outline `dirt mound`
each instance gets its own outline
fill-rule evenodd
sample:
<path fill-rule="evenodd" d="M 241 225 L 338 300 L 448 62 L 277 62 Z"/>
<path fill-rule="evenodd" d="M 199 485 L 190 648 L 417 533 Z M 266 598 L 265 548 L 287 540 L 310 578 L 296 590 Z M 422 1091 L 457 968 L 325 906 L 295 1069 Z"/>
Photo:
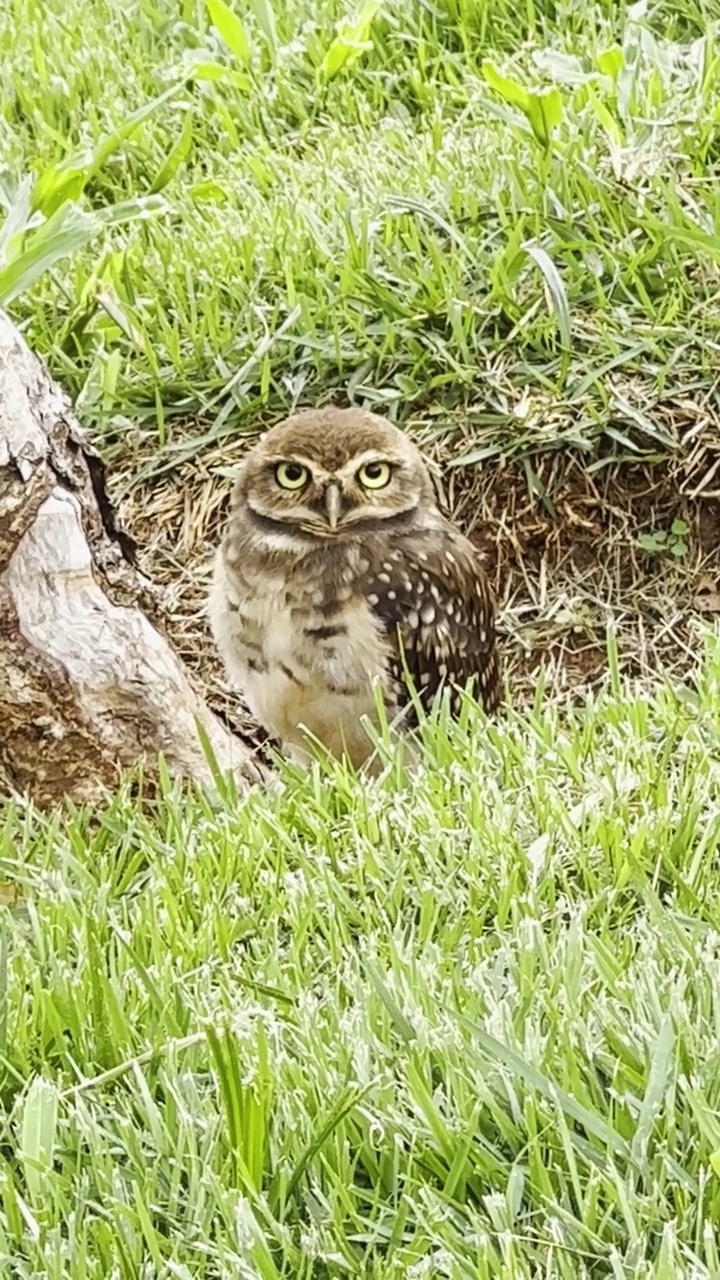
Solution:
<path fill-rule="evenodd" d="M 421 442 L 427 444 L 427 442 Z M 205 620 L 213 550 L 231 488 L 233 440 L 146 479 L 122 506 L 143 571 L 163 595 L 168 631 L 213 708 L 260 741 L 224 685 Z M 429 447 L 443 462 L 443 444 Z M 698 627 L 720 625 L 720 493 L 685 492 L 680 466 L 589 470 L 573 451 L 442 467 L 446 506 L 479 548 L 500 605 L 512 700 L 582 694 L 607 669 L 692 678 Z M 541 676 L 542 673 L 542 676 Z"/>

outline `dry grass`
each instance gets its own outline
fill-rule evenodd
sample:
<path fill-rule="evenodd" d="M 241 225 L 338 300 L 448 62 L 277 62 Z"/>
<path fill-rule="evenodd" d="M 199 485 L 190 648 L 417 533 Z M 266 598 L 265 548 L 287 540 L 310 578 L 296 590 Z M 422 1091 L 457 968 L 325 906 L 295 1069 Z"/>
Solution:
<path fill-rule="evenodd" d="M 438 430 L 423 419 L 410 429 L 437 466 L 448 513 L 493 580 L 514 703 L 532 703 L 538 682 L 544 698 L 565 698 L 601 681 L 609 626 L 623 672 L 692 680 L 696 622 L 720 617 L 720 420 L 708 401 L 664 406 L 662 425 L 680 442 L 671 465 L 601 458 L 588 467 L 569 449 L 456 466 L 464 429 L 474 442 L 478 433 L 451 425 Z M 570 429 L 568 407 L 556 407 L 551 425 Z M 160 588 L 172 640 L 214 709 L 261 740 L 223 680 L 204 612 L 228 472 L 251 440 L 234 438 L 140 485 L 132 474 L 117 483 L 129 489 L 122 516 Z M 684 554 L 638 543 L 675 520 L 687 525 Z"/>

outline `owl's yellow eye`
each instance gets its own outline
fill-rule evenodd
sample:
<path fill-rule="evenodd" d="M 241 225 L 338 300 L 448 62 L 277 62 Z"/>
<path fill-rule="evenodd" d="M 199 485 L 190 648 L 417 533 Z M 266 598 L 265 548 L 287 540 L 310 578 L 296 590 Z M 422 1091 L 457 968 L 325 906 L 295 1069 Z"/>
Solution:
<path fill-rule="evenodd" d="M 278 462 L 275 480 L 281 489 L 302 489 L 307 484 L 307 467 L 301 462 Z"/>
<path fill-rule="evenodd" d="M 389 484 L 389 475 L 387 462 L 365 462 L 357 472 L 357 479 L 365 489 L 384 489 Z"/>

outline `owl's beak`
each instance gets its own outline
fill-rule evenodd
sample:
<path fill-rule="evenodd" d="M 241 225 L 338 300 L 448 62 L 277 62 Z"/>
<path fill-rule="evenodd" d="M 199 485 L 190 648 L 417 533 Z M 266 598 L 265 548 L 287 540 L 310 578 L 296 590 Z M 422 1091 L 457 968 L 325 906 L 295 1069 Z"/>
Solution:
<path fill-rule="evenodd" d="M 325 489 L 325 511 L 328 513 L 328 525 L 334 532 L 340 520 L 340 489 L 334 483 L 331 483 Z"/>

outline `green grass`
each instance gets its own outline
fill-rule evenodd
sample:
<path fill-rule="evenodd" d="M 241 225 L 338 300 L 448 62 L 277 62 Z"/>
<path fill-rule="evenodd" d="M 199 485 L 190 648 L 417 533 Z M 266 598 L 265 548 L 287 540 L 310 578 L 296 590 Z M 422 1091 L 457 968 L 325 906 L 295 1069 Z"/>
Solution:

> Your instructions: Set down every line of the records above without any change, but leave out the pictures.

> Output:
outline `dirt mound`
each instance gets its own outline
fill-rule evenodd
sample:
<path fill-rule="evenodd" d="M 241 225 L 338 300 L 448 62 L 277 62 Z"/>
<path fill-rule="evenodd" d="M 199 485 L 190 648 L 417 533 Z M 266 598 L 265 548 L 287 540 L 310 578 L 296 590 Z M 422 1091 L 457 968 L 325 906 L 295 1069 Z"/>
Photo:
Solution:
<path fill-rule="evenodd" d="M 421 442 L 427 444 L 427 442 Z M 205 620 L 213 550 L 231 488 L 233 440 L 146 479 L 122 506 L 143 571 L 163 595 L 168 631 L 213 708 L 260 741 L 224 685 Z M 429 447 L 443 462 L 443 444 Z M 698 627 L 720 625 L 720 493 L 685 492 L 680 466 L 589 470 L 573 451 L 442 467 L 446 506 L 479 548 L 500 605 L 512 700 L 582 694 L 607 669 L 692 678 Z M 541 676 L 542 673 L 542 676 Z"/>

outline `dry grass`
each instance gets its own outline
fill-rule evenodd
sample:
<path fill-rule="evenodd" d="M 241 225 L 338 300 L 448 62 L 277 62 Z"/>
<path fill-rule="evenodd" d="M 199 485 L 190 648 L 417 533 Z M 266 598 L 265 548 L 287 540 L 310 578 L 296 590 Z M 422 1091 L 457 968 L 325 906 L 295 1069 Z"/>
Solution:
<path fill-rule="evenodd" d="M 438 430 L 423 419 L 410 429 L 437 466 L 448 513 L 493 580 L 514 703 L 532 703 L 538 682 L 544 698 L 565 698 L 601 681 L 609 626 L 623 672 L 692 680 L 696 622 L 720 617 L 720 420 L 708 401 L 664 406 L 662 425 L 680 442 L 671 465 L 601 458 L 588 467 L 569 449 L 456 466 L 464 429 L 474 442 L 478 433 L 451 425 Z M 570 429 L 568 407 L 556 407 L 551 425 Z M 160 588 L 172 640 L 214 709 L 261 740 L 223 680 L 204 612 L 228 472 L 251 440 L 234 438 L 140 485 L 132 474 L 117 483 L 129 489 L 122 516 Z M 684 554 L 638 543 L 675 520 L 687 525 Z"/>

outline `owl's yellow eye`
each instance gets its own outline
fill-rule evenodd
sample:
<path fill-rule="evenodd" d="M 241 225 L 338 300 L 448 62 L 277 62 Z"/>
<path fill-rule="evenodd" d="M 199 485 L 190 648 L 417 533 Z M 266 598 L 265 548 L 287 540 L 310 578 L 296 590 Z M 422 1091 L 457 968 L 325 906 L 295 1069 Z"/>
Solution:
<path fill-rule="evenodd" d="M 278 462 L 275 480 L 281 489 L 302 489 L 307 484 L 307 467 L 301 462 Z"/>
<path fill-rule="evenodd" d="M 389 484 L 389 475 L 387 462 L 365 462 L 357 472 L 357 479 L 365 489 L 384 489 Z"/>

outline `owl's beak`
each instance gets its own outline
fill-rule evenodd
sample:
<path fill-rule="evenodd" d="M 241 225 L 338 300 L 448 62 L 277 62 Z"/>
<path fill-rule="evenodd" d="M 199 485 L 190 648 L 417 533 Z M 266 598 L 265 548 L 287 540 L 310 578 L 296 590 Z M 422 1091 L 457 968 L 325 906 L 295 1069 Z"/>
Solution:
<path fill-rule="evenodd" d="M 325 489 L 325 511 L 328 513 L 328 525 L 334 532 L 340 520 L 340 489 L 334 483 L 331 483 Z"/>

outline `green grass`
each instance gets its own outline
fill-rule evenodd
sample:
<path fill-rule="evenodd" d="M 241 225 L 338 300 L 448 62 L 277 62 Z"/>
<path fill-rule="evenodd" d="M 199 485 L 190 648 L 417 533 Z M 266 598 L 265 548 L 287 540 L 310 578 L 296 590 Z M 422 1091 L 457 968 L 325 906 L 295 1069 Z"/>
Solution:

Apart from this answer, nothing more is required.